▸ Stated goal
Take the data that follows and retype it word for word.

▸ Input rows
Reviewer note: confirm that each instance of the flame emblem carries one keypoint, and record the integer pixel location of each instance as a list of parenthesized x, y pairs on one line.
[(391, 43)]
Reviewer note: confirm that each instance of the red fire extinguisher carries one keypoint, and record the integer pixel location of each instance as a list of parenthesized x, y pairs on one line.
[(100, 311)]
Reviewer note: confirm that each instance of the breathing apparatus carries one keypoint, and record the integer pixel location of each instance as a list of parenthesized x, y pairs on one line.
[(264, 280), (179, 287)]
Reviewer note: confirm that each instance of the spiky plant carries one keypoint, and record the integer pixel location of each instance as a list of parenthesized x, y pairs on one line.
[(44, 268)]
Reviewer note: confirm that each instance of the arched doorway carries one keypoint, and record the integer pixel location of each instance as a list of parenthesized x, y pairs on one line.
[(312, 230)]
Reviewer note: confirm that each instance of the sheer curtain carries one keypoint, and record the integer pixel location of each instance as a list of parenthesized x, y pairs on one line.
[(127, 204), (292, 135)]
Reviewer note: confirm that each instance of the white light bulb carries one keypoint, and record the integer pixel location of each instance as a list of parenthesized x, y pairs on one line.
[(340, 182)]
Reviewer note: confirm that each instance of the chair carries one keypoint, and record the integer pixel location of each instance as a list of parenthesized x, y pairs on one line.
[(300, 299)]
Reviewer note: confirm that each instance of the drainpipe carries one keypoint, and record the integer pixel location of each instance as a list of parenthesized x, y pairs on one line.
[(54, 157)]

▸ The output
Reviewer note: confirm that each instance of the flame emblem carries one keypoint, and record the integer pixel location of each instance as a list of parenthesized x, y pairs on one line.
[(391, 43)]
Reviewer note: confirm that each instance of the red fire extinguisher carries one keypoint, and record the integer pixel location of each instance as a list of parenthesized x, y pairs on one line.
[(100, 311)]
Reviewer note: confirm that each instance of the breathing apparatus carries one keypoint, and record the integer pixel location of each instance as a list of parenthesized x, y pairs on one line.
[(264, 280), (179, 287)]
Reviewer note: confirm that each instance of the spiky plant carries one keypoint, and record the integer pixel location of each instance as a list of parenthesized x, y pairs on one line.
[(44, 268)]
Reviewer note: confirm that each instance of the arched doorway carries one keypoint, and record the integer pixel location of each instance as a list of parenthesized x, y pairs on one line.
[(312, 230)]
Reviewer note: confirm that each instance of the sheer curtain carries one keypoint, and record the integer pixel location of each instance as a list of parenthesized x, y pairs on one line.
[(127, 204), (292, 135)]
Reviewer note: confirm that each instance of the white light bulb carries one keypoint, and record the integer pixel location of each instance as a list of parenthesized x, y pairs on one line.
[(340, 182)]
Reviewer note: confirm that each instance of the chair carries one keypoint, and record the integer pixel location of each instance as a list of parenthesized x, y pairs on one line.
[(300, 299)]
Reviewer note: confirm that each instance of the drainpipe carries one keypoint, and record the integer pixel location of each instance as a list of parenthesized x, y pairs on one line.
[(54, 157)]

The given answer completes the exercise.